▶ **Required work**
Write out the records below from their start up to and including the line containing "x=634 y=208", requests included. Shift every x and y coordinate in the answers by -25.

▶ **Data extract**
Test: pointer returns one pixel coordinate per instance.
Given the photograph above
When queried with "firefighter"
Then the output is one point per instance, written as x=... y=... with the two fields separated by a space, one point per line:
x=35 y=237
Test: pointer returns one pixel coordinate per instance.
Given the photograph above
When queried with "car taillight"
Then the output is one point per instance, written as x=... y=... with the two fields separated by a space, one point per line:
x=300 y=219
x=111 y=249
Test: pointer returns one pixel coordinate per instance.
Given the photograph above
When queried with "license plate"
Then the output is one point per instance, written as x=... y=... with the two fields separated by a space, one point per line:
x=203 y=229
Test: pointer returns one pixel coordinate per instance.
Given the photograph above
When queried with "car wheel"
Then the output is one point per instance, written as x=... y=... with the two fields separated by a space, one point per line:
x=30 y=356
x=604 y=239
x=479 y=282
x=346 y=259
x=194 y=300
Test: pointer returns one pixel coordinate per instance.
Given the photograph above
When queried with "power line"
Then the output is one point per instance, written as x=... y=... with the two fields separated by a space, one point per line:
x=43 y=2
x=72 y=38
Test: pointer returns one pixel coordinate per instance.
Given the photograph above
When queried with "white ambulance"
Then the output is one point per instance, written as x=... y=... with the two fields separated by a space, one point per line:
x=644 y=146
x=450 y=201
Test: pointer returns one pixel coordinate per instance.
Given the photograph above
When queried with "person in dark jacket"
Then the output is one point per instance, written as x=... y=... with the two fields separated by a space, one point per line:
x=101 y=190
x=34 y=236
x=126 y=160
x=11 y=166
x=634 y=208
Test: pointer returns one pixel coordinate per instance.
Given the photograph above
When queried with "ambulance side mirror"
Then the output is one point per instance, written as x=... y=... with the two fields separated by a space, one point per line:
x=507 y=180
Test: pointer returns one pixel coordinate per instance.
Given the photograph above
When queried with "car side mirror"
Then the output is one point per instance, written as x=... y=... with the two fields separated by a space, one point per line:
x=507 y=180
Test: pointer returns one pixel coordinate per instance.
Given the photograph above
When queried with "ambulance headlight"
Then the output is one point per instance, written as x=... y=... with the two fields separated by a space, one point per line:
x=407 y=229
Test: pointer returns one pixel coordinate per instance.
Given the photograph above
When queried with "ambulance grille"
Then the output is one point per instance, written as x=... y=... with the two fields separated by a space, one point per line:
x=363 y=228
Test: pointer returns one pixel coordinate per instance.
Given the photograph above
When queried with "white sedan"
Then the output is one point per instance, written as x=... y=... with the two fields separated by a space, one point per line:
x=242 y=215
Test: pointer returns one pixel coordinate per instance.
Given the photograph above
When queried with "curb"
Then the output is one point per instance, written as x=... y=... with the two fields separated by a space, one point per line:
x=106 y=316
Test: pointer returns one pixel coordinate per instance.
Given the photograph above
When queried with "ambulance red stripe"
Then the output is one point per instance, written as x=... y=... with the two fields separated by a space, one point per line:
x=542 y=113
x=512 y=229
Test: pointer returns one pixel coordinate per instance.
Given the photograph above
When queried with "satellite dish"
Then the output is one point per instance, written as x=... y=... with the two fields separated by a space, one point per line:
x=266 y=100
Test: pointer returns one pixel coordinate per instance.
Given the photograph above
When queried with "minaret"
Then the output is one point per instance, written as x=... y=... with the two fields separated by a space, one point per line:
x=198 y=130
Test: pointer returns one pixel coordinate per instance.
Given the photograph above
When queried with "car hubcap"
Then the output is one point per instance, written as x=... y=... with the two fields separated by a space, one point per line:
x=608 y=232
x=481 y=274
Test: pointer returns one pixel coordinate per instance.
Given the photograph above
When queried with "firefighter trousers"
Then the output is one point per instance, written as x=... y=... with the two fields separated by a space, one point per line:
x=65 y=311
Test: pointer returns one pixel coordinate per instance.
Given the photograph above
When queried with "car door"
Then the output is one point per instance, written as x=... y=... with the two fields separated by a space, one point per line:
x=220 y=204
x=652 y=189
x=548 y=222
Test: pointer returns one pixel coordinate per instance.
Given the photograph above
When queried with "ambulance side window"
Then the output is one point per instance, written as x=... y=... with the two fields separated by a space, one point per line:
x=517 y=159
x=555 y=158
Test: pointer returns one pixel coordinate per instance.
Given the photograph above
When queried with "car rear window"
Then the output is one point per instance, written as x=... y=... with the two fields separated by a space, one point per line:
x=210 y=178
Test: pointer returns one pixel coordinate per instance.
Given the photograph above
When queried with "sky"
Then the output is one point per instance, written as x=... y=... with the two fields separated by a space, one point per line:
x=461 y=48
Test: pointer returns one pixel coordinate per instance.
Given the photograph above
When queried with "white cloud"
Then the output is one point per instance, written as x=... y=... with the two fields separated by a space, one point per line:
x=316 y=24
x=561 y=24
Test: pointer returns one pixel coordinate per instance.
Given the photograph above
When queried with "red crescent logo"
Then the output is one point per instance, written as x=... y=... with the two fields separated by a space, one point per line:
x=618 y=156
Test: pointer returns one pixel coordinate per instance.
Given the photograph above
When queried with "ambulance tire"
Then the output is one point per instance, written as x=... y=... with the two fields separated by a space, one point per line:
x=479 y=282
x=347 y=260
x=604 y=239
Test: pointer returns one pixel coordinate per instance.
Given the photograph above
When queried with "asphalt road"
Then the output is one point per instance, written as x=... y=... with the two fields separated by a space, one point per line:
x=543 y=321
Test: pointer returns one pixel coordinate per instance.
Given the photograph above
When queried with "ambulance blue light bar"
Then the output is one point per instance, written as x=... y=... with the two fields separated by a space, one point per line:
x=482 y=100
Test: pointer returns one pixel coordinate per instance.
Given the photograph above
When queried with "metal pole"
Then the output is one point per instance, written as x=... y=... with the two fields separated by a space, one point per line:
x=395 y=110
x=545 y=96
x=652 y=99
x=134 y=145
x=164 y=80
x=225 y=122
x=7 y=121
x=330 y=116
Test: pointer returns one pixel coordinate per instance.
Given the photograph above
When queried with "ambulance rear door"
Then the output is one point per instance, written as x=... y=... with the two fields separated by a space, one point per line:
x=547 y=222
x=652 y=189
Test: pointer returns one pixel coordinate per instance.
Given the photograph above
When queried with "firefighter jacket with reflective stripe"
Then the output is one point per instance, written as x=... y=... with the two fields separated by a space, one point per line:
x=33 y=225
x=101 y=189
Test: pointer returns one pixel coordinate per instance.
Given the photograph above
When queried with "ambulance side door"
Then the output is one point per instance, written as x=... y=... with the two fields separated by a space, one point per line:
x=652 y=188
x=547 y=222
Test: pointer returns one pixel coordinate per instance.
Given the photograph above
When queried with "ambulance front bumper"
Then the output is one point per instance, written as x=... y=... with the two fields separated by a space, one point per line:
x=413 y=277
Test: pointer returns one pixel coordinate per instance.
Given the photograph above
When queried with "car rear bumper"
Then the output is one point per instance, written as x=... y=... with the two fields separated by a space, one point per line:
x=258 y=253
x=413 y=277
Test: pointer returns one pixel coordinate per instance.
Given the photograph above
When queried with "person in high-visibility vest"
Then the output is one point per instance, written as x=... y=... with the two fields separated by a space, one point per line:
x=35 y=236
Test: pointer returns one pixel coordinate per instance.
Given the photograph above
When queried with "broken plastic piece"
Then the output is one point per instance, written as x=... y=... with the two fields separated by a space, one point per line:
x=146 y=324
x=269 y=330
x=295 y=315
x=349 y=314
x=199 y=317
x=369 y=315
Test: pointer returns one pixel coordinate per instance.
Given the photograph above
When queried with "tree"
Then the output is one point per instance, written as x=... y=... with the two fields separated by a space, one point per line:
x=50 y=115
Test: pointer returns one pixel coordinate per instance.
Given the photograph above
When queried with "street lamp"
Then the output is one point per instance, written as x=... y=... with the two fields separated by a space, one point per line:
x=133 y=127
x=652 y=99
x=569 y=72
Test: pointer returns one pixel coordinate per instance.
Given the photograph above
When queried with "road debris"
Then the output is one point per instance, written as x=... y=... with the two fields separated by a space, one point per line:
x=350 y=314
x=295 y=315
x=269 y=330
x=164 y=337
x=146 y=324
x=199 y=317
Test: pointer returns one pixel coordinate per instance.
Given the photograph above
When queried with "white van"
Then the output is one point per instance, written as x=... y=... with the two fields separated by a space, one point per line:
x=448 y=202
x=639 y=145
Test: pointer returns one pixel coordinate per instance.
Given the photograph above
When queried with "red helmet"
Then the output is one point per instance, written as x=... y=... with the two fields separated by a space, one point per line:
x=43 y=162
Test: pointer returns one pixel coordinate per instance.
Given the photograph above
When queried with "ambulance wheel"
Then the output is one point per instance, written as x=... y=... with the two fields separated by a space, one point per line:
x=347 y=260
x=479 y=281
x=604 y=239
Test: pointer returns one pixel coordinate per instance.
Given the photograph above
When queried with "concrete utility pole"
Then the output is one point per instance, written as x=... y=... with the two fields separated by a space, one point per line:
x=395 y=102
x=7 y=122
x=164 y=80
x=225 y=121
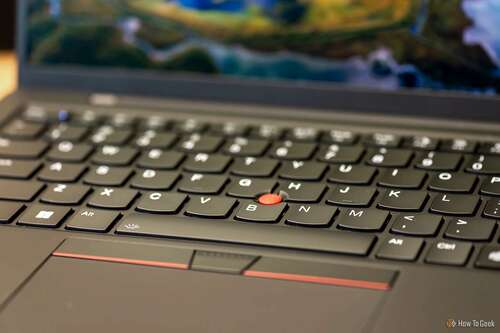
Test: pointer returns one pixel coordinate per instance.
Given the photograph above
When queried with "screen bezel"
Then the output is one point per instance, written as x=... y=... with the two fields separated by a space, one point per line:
x=320 y=96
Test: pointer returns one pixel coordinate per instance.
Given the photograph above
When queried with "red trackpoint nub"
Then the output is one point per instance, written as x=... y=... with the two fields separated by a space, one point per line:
x=270 y=199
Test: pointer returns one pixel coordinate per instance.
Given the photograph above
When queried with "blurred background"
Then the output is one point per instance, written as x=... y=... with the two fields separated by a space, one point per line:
x=7 y=24
x=7 y=58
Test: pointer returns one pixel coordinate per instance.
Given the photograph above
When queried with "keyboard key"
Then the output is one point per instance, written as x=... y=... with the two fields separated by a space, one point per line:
x=390 y=158
x=160 y=159
x=484 y=165
x=492 y=209
x=459 y=146
x=489 y=257
x=18 y=169
x=20 y=129
x=402 y=178
x=439 y=161
x=66 y=151
x=63 y=194
x=202 y=184
x=363 y=219
x=352 y=174
x=302 y=192
x=400 y=248
x=351 y=196
x=112 y=198
x=251 y=211
x=153 y=139
x=492 y=148
x=9 y=211
x=289 y=150
x=189 y=126
x=250 y=188
x=306 y=134
x=248 y=233
x=452 y=182
x=122 y=120
x=35 y=113
x=87 y=219
x=421 y=143
x=62 y=172
x=491 y=186
x=341 y=154
x=403 y=200
x=19 y=190
x=455 y=204
x=474 y=229
x=383 y=140
x=66 y=132
x=449 y=253
x=417 y=224
x=210 y=207
x=266 y=131
x=44 y=216
x=104 y=175
x=108 y=135
x=229 y=129
x=340 y=137
x=254 y=167
x=154 y=180
x=197 y=143
x=310 y=215
x=155 y=123
x=205 y=163
x=114 y=155
x=246 y=147
x=161 y=202
x=22 y=149
x=87 y=118
x=300 y=170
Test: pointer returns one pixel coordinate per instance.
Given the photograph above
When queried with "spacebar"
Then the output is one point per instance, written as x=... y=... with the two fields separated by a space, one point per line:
x=246 y=233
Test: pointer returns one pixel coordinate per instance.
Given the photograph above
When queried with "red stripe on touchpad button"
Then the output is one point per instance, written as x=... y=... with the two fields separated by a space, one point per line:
x=320 y=280
x=122 y=260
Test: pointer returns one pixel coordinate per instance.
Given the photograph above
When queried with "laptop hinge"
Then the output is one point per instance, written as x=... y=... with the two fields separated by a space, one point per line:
x=103 y=99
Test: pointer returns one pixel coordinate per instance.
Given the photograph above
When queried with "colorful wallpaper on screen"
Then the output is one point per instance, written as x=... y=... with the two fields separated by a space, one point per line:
x=387 y=44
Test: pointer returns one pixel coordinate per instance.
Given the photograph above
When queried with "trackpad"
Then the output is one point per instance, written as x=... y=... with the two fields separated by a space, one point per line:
x=75 y=295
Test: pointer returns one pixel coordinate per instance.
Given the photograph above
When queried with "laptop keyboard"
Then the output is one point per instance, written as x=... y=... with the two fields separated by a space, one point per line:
x=384 y=196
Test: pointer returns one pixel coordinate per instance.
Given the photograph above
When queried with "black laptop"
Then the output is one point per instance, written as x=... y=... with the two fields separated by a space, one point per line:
x=252 y=166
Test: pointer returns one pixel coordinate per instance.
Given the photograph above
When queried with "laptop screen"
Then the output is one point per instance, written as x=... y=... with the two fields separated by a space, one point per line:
x=451 y=45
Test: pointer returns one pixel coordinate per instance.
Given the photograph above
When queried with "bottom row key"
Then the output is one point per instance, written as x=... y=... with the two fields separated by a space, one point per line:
x=449 y=253
x=44 y=216
x=400 y=248
x=88 y=219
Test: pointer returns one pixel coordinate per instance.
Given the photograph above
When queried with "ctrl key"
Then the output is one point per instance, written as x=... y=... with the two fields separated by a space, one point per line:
x=449 y=253
x=489 y=257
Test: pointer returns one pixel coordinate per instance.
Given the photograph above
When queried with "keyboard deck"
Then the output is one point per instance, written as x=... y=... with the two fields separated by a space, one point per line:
x=380 y=195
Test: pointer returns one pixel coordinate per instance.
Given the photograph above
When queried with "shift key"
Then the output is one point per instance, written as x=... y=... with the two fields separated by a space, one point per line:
x=19 y=190
x=22 y=149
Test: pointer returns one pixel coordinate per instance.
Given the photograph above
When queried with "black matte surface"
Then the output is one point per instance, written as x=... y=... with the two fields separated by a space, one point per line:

▶ **Full response**
Test: pointer returns one pixel coordinate per instance.
Given the photograph above
When queried with "firefighter"
Then the output is one point per instance, written as x=... y=... with the two fields separated by a space, one point per line:
x=10 y=212
Test: pointer returns one pixel coordinate per instance.
Given the photograph above
When queried with "car taillight"
Then the output is one point per instance, written as x=... y=... with the two fields separated by a space, one point per line:
x=275 y=194
x=86 y=224
Test: pointer returns one pixel coordinate per instance.
Given the photograph above
When queried with "license plate"
Then the output is one point per instance, written as x=... y=... with the two fields separated by a space, one point per line:
x=178 y=204
Test: pointer returns one pixel coordinate per instance.
Given the photograph above
When queried with "car wheel"
Then the output is one point per instance, written as x=... y=... with the two fields separated by a space, one point per line:
x=5 y=331
x=579 y=214
x=454 y=257
x=321 y=234
x=169 y=275
Test: pointer returns one pixel coordinate per instance.
Given the photograph above
When queried with "power line"
Then the output is one point per instance, written as x=... y=... with the two fields separated by a space, one point per line:
x=18 y=-23
x=47 y=13
Test: pointer returns one pixel coordinate per instance.
Given the photograph above
When queried with "white ambulance"
Then the output is one point per instance, written as x=... y=... with the two fields separated by a space, one point per line:
x=619 y=121
x=425 y=176
Test: pointer returns one pixel coordinate per instance.
Given the photograph above
When queried with "person in dark jacket"
Then the output is one point per instance, written as x=... y=... with the two fields separated by a space, one point per line:
x=76 y=165
x=9 y=211
x=101 y=135
x=-14 y=141
x=609 y=183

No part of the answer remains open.